= What needs to be done =
Starting at the first line of the data and ending at the line with "Where can you see the crispy", copy each line exactly. Include both of those lines, but no pictures.

= Exercise data =
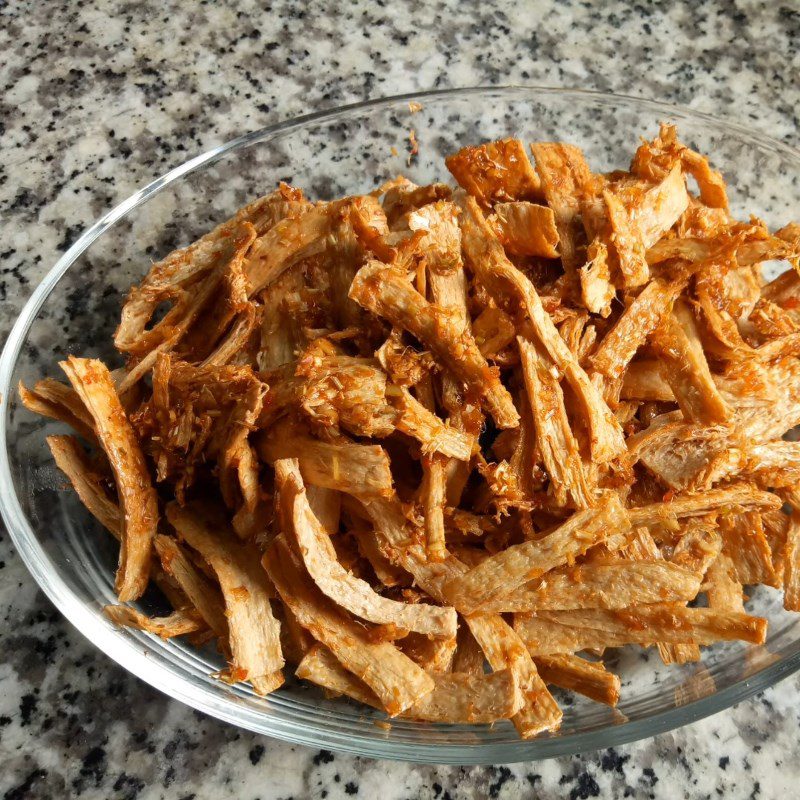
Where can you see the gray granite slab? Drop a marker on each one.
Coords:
(96, 99)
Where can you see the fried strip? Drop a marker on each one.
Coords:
(627, 240)
(93, 384)
(498, 275)
(554, 632)
(745, 543)
(51, 398)
(621, 584)
(432, 433)
(631, 330)
(72, 460)
(464, 699)
(394, 678)
(722, 586)
(469, 658)
(253, 630)
(334, 581)
(701, 503)
(588, 678)
(344, 391)
(597, 291)
(644, 381)
(499, 575)
(791, 557)
(178, 623)
(566, 181)
(202, 594)
(526, 229)
(341, 465)
(505, 651)
(495, 171)
(294, 238)
(385, 291)
(555, 441)
(433, 492)
(470, 699)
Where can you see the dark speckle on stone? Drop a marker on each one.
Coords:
(586, 787)
(323, 757)
(256, 754)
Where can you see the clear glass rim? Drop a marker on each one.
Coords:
(160, 673)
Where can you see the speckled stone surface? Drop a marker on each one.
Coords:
(97, 99)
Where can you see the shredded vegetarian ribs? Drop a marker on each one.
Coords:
(440, 448)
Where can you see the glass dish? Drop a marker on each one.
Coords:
(75, 310)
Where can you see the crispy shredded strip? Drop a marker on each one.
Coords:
(334, 581)
(385, 291)
(202, 594)
(567, 184)
(619, 584)
(88, 482)
(553, 632)
(589, 678)
(455, 698)
(633, 327)
(495, 171)
(501, 574)
(505, 652)
(702, 503)
(685, 368)
(51, 398)
(253, 630)
(93, 384)
(555, 441)
(394, 678)
(178, 623)
(499, 275)
(526, 229)
(342, 464)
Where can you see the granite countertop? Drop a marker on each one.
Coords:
(98, 99)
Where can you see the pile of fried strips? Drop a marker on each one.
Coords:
(390, 438)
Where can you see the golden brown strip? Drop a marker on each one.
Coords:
(51, 398)
(464, 699)
(334, 581)
(701, 503)
(526, 229)
(498, 275)
(394, 678)
(495, 171)
(684, 365)
(253, 630)
(589, 678)
(501, 574)
(553, 632)
(385, 291)
(620, 584)
(631, 330)
(722, 586)
(202, 594)
(566, 182)
(342, 465)
(178, 623)
(505, 651)
(87, 482)
(92, 381)
(432, 433)
(555, 441)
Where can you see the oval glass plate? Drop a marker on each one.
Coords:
(353, 149)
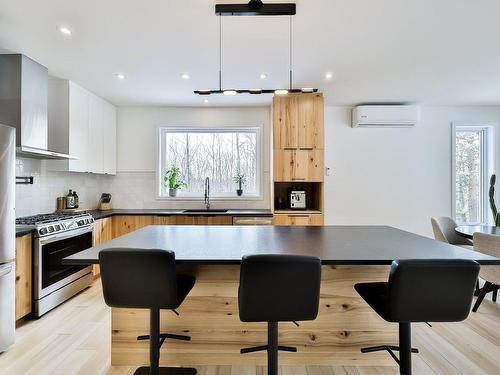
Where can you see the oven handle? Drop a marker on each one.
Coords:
(65, 235)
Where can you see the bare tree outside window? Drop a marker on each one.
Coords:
(468, 176)
(219, 154)
(473, 162)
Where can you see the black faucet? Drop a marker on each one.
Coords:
(207, 193)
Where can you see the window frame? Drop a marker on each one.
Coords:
(488, 154)
(209, 129)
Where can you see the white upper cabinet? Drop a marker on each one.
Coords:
(96, 137)
(109, 138)
(84, 125)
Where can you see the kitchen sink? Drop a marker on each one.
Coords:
(202, 211)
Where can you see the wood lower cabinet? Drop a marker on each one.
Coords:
(23, 275)
(298, 165)
(126, 224)
(103, 232)
(129, 223)
(298, 219)
(204, 220)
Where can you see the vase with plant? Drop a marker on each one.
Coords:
(240, 179)
(494, 211)
(173, 180)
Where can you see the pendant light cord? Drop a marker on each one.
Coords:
(291, 56)
(220, 53)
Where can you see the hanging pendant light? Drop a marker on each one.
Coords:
(255, 8)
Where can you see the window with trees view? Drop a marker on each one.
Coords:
(220, 154)
(472, 169)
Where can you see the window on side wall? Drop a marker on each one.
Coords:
(473, 164)
(217, 153)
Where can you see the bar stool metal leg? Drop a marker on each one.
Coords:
(405, 348)
(272, 348)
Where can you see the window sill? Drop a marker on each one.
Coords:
(212, 199)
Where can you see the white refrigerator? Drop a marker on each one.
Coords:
(7, 236)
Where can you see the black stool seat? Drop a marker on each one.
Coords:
(184, 285)
(278, 288)
(147, 279)
(438, 290)
(377, 296)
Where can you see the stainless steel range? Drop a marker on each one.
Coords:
(56, 237)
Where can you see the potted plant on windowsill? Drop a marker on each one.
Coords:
(173, 181)
(240, 179)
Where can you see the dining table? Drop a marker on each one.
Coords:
(468, 231)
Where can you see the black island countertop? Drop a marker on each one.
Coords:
(334, 245)
(22, 230)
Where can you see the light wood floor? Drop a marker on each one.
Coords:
(75, 339)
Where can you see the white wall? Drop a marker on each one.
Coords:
(40, 198)
(134, 186)
(399, 177)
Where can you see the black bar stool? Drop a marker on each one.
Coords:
(146, 279)
(278, 288)
(437, 290)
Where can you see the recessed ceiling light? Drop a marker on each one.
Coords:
(281, 92)
(64, 30)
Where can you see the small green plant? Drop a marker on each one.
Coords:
(172, 179)
(240, 179)
(494, 211)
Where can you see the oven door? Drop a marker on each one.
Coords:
(49, 272)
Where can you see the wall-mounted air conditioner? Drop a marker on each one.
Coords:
(383, 116)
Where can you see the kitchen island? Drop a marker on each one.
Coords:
(349, 254)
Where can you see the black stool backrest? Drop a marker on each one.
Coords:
(139, 278)
(435, 290)
(276, 288)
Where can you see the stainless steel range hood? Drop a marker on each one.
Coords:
(23, 105)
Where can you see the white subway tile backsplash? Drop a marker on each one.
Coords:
(128, 189)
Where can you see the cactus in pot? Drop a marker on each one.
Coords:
(494, 211)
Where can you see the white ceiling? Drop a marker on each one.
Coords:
(426, 51)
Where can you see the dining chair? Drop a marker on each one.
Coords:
(444, 231)
(488, 244)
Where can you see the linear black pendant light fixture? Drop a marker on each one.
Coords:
(255, 8)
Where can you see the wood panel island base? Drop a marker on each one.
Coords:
(349, 254)
(210, 316)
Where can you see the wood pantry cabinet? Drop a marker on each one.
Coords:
(298, 165)
(298, 156)
(298, 219)
(23, 275)
(298, 122)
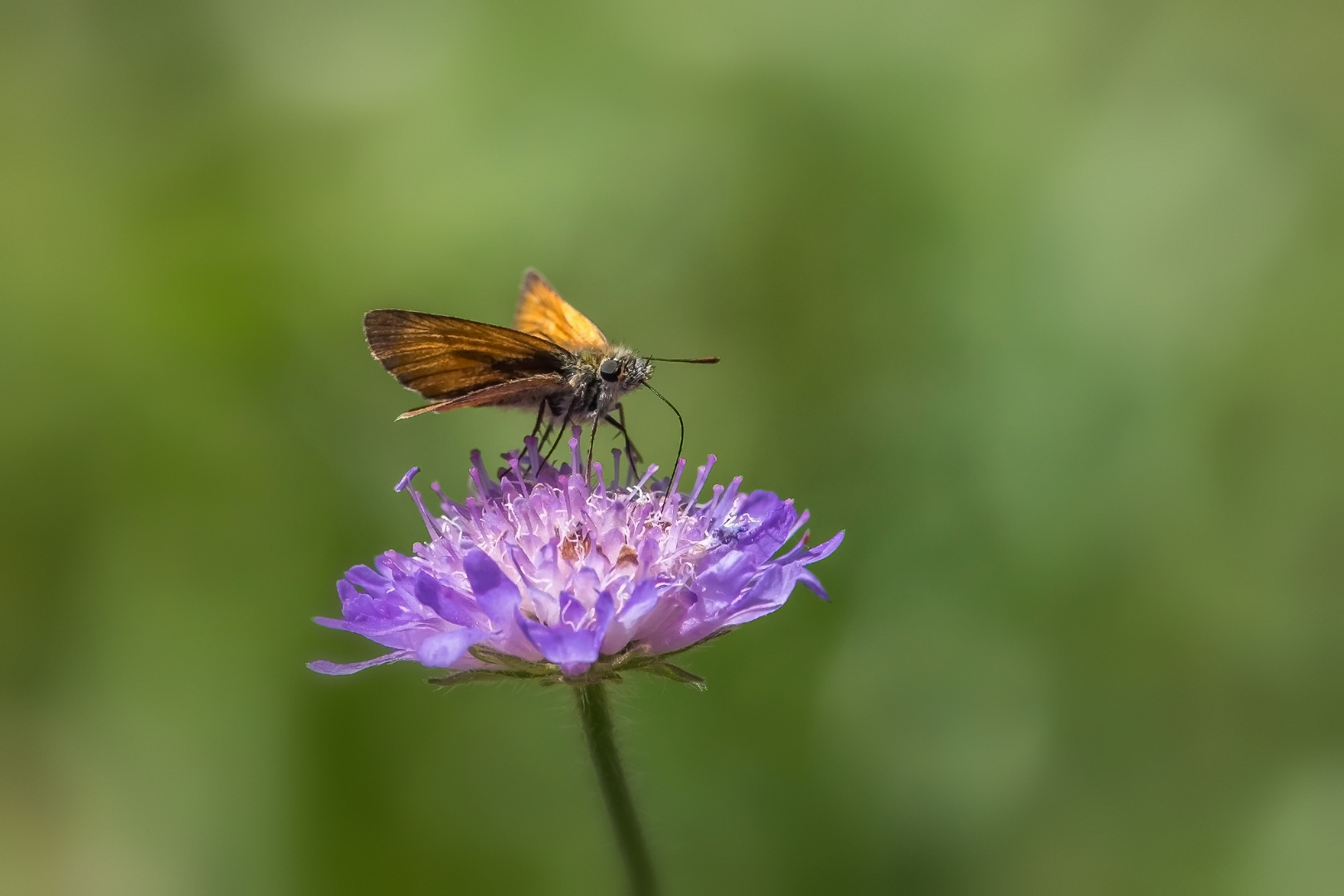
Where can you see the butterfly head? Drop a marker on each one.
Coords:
(622, 371)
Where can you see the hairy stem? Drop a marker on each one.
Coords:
(596, 713)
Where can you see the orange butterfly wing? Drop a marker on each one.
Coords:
(542, 312)
(460, 363)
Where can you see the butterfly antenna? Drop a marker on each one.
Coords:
(680, 441)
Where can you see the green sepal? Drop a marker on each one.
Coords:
(675, 674)
(480, 674)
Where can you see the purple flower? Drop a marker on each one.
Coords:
(543, 575)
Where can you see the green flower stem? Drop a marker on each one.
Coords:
(596, 713)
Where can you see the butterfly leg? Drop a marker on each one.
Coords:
(541, 416)
(632, 455)
(592, 442)
(559, 437)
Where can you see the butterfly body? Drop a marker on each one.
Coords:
(554, 360)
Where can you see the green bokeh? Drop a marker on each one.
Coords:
(1040, 301)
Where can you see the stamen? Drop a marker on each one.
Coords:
(405, 485)
(574, 449)
(533, 457)
(648, 475)
(702, 476)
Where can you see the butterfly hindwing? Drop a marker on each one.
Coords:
(460, 363)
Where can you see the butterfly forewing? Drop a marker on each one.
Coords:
(542, 312)
(461, 363)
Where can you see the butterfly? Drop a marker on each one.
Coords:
(553, 359)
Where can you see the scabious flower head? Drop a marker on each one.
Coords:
(543, 574)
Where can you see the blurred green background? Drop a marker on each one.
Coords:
(1040, 301)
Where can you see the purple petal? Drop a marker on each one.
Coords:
(645, 598)
(449, 603)
(446, 648)
(368, 579)
(810, 579)
(572, 611)
(823, 550)
(494, 592)
(572, 652)
(604, 611)
(329, 668)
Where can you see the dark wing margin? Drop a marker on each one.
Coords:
(460, 363)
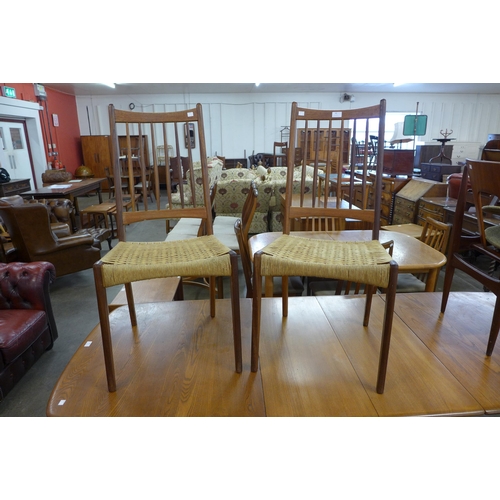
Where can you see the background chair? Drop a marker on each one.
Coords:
(111, 184)
(363, 262)
(435, 234)
(279, 154)
(484, 179)
(136, 261)
(29, 228)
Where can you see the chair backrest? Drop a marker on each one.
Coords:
(29, 228)
(162, 128)
(325, 138)
(179, 165)
(242, 228)
(435, 234)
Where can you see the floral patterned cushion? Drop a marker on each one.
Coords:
(233, 187)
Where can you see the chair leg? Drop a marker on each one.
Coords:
(102, 306)
(368, 303)
(390, 299)
(235, 311)
(284, 295)
(256, 312)
(448, 279)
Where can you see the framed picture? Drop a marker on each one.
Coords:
(189, 135)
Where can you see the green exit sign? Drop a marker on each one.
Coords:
(9, 92)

= Reply to the exercise =
Where can you see the gray granite slab? Drop a marker on each one.
Coords:
(96, 99)
Where can you see the fried strip? Drop a marker on each one.
Coords:
(627, 240)
(93, 384)
(498, 275)
(554, 632)
(745, 543)
(51, 398)
(621, 584)
(432, 433)
(631, 330)
(72, 460)
(464, 699)
(394, 678)
(722, 586)
(469, 658)
(253, 630)
(334, 581)
(701, 503)
(588, 678)
(344, 391)
(597, 291)
(644, 381)
(499, 575)
(791, 557)
(178, 623)
(566, 181)
(202, 594)
(526, 229)
(341, 465)
(505, 651)
(495, 171)
(294, 238)
(385, 291)
(555, 441)
(433, 492)
(470, 699)
Where can you see the dark speckle on stone? Drop a marker on each one.
Coords:
(586, 787)
(323, 757)
(256, 754)
Where can you see the clear glass rim? Drop a marker on each one.
Coords:
(160, 673)
Where can you see the speckled stone surface? Drop a marker on each one.
Coords:
(97, 99)
Where can you see the shredded vegetarian ribs? Drop a marker on each one.
Coords:
(440, 448)
Where can you see the glass dish? Drop a marker on each one.
Coords:
(75, 310)
Where can you see the crispy shredded strip? Drop a marker on each one.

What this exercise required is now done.